UNO Dezembro 2016

Quando o pêndulo cidadão dá a volta…

texto 7

 

Quase às portas do final deste ano de 2016, creio que seria realista dizer que culminará mais um ano carregado de surpresas no campo da política, na economia e na sociedade. Assim é, pelo menos, desde 2008 com o início da maior crise financeira internacional desde o final da Segunda Guerra Mundial.

Ao longo destes anos, o mundo foi testemunha de diversos e intensos processos de mudança política, econômica e social que, certamente, demonstraram uma vez mais a íntima relação entre os três. Sou dos que creem que toda ação política está motivada pela sociedade e gera um resultado econômico que, por sua vez, condiciona a política pelos efeitos que tenha na sociedade e, assim, em um círculo vicioso, intenso e incontrolável no qual, no meio, interagem os povos e seus dirigentes, obviamente, políticos, econômicos e sociais.

□ □ □ □

TAREFAS A FAZER
1 – Resuma em duas frases o texto sobre política, economia e sociedade.
2 – Continue o texto sobre política, economia e sociedade a partir da última frase.

□ □ □ □

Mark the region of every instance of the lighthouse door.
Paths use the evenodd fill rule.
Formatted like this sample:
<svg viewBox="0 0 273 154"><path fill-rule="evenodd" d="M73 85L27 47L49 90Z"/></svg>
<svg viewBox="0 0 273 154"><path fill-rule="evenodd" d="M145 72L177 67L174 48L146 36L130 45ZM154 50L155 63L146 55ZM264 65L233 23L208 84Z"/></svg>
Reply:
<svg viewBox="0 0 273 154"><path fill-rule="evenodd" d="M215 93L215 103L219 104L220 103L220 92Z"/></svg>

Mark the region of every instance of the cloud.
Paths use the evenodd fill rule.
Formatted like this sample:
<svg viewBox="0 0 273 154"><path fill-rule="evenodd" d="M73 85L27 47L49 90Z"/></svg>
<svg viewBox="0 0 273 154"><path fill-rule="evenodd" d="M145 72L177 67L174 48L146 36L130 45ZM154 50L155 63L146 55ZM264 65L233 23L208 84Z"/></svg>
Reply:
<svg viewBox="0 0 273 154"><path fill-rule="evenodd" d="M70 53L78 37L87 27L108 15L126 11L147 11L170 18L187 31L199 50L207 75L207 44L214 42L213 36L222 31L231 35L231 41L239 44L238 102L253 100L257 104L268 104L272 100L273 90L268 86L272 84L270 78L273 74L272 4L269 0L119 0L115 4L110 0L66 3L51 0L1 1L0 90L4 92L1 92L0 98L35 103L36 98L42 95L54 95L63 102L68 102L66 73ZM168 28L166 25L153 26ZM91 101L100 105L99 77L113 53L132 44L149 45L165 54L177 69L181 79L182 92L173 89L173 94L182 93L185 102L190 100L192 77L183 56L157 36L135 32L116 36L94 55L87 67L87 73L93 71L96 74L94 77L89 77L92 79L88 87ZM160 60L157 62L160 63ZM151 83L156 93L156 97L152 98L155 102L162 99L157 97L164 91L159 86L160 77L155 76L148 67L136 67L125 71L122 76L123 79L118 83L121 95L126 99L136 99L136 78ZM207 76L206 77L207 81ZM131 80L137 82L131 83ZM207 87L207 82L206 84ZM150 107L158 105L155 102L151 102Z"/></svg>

□ □ □ □

RESPOSTAS
1 – O ano de 2016 deve terminar como mais um ano cheio de surpresas na política, na economia e na sociedade, como tem acontecido desde o início da grande crise financeira de 2008. A ação política, motivada pela sociedade, gera resultados econômicos que voltam a condicionar a política, num círculo vicioso em que interagem os povos e seus dirigentes.

2 –
O que está acontecendo no mundo? Isto nunca se viu antes!, é uma pergunta e uma resposta que ouvi, muitas vezes, ao longo destes anos, ao tratar diversos temas e situações que os povos confrontaram em carne viva, ou dos quais foram testemunhas graças, em grande parte, aos avanços tecnológicos e meios de comunicação cada vez mais capazes, mais ágeis e também, mais críticos, que levaram a todos os lares informação, quase em tempo real, com suas reportagens e seus pontos de vista sobre cada tema discutido. Diante disto, perguntei-me mais de uma vez: Por quê?

Apesar de nem crer nem pretender ser portador de nenhuma verdade, mas tão só da minha modesta opinião e curiosidade a respeito, estou convencido de que o tipo de mudanças e desafios que os povos enfrentam hoje em dia e, talvez mais importante ainda, pensando no futuro, foram e estão sendo moldado, em grande medida pelo incrível fenômeno da sociedade da informação e todos os direitos individuais que se aperfeiçoaram ao seu redor. À medida que as sociedades foram tendo maior acesso à informação, os cidadãos foram desenvolvendo maior consciência de seus direitos e deveres, tanto individuais como coletivos e, com isso, foram condicionando o comportamento de sua classe dirigente, em questões políticas, econômicas e sociais, em torno de um conceito que sempre esteve presente e que, hoje, se tornou fundamental: a transparência.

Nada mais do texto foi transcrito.